• **Data rows**
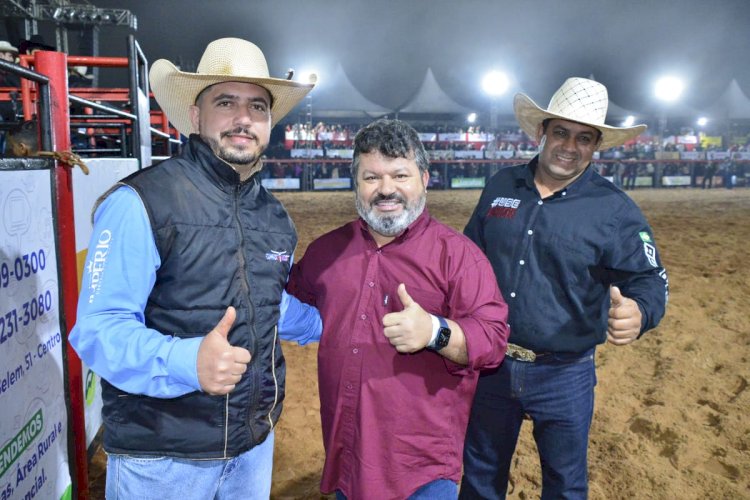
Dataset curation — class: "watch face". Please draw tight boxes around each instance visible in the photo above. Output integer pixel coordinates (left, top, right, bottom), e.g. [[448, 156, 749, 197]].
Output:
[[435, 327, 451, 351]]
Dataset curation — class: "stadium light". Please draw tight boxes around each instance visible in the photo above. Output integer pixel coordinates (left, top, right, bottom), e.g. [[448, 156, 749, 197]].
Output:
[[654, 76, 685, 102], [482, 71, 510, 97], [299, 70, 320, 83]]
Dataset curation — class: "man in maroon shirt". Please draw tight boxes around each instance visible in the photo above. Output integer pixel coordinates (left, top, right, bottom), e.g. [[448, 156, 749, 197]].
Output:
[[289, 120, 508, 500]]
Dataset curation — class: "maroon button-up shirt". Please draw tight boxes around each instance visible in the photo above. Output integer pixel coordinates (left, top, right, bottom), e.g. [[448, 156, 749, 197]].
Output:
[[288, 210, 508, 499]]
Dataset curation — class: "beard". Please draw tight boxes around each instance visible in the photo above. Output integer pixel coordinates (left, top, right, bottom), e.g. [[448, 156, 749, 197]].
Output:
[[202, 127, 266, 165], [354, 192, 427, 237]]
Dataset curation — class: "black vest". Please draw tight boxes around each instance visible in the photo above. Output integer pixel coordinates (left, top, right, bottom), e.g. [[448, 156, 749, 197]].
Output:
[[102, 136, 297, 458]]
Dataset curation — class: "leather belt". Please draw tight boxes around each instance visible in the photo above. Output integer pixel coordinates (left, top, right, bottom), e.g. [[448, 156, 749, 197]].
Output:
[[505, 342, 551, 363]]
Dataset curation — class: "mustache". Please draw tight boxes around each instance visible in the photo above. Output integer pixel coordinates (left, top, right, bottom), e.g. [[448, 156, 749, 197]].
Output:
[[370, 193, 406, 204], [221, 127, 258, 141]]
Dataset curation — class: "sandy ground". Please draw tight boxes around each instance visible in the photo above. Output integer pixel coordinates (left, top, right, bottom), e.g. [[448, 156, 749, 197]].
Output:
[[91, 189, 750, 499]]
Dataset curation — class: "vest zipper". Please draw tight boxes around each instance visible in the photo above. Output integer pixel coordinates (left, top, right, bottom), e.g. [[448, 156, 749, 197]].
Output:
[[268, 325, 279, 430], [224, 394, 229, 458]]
==
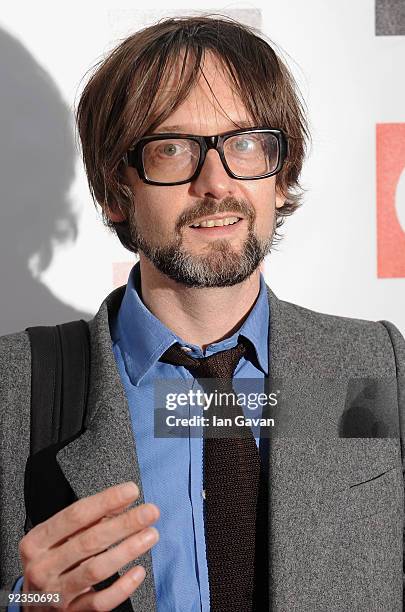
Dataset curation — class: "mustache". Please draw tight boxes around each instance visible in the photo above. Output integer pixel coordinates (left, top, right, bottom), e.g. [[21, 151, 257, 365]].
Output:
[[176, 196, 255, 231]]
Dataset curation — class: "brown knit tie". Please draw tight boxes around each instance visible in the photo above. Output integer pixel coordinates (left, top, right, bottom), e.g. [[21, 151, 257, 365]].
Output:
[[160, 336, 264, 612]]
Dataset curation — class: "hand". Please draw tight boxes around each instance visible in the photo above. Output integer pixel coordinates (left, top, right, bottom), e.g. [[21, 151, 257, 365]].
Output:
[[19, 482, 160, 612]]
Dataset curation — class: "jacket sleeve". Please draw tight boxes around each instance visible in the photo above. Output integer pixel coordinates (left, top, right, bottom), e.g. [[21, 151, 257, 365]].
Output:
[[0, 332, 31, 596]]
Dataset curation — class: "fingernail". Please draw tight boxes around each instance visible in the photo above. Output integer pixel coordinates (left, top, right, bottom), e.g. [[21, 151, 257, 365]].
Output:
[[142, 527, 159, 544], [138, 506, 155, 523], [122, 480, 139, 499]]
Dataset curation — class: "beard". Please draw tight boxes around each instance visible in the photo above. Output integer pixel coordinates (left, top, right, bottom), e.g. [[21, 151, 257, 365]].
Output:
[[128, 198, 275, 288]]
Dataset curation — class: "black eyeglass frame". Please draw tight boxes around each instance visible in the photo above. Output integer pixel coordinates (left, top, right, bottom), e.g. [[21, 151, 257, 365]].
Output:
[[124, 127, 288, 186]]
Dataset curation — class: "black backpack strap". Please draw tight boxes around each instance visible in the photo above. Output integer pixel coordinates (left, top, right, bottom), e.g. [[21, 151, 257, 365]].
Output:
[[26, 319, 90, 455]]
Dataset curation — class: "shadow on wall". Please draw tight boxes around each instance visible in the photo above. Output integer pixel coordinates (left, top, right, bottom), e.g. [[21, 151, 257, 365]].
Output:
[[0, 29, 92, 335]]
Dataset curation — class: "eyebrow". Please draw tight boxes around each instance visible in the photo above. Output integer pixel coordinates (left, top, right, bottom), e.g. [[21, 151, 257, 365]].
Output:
* * *
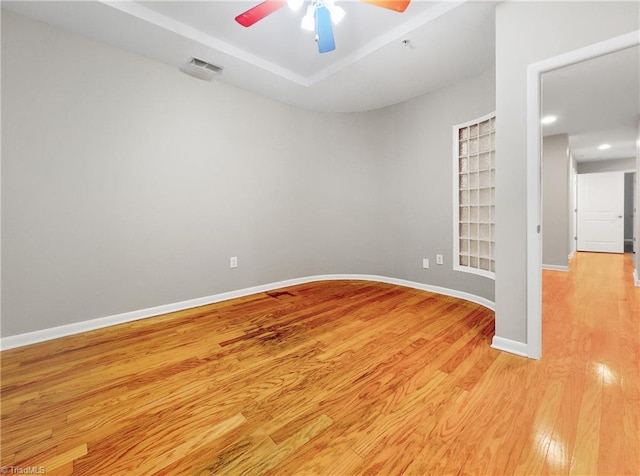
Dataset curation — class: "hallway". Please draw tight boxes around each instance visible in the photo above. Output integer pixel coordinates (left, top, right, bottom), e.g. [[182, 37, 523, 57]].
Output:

• **Task to complete**
Identify every line in the items above that contains the string "maroon" and copy each of those lines in full. The match is case-sensitive.

• **Full solution**
Dataset curation — class: "man in maroon shirt". Please draw tight boxes around each instance visible in the photo above. Output integer pixel coordinates (left, top, right, bottom), e.g. [[448, 156, 749, 197]].
Dataset curation — class: "maroon button-up shirt". Please draw tight boxes around each instance visible in the photo above. Output integer pixel coordinates (left, top, right, bottom), e.g. [[448, 156, 749, 197]].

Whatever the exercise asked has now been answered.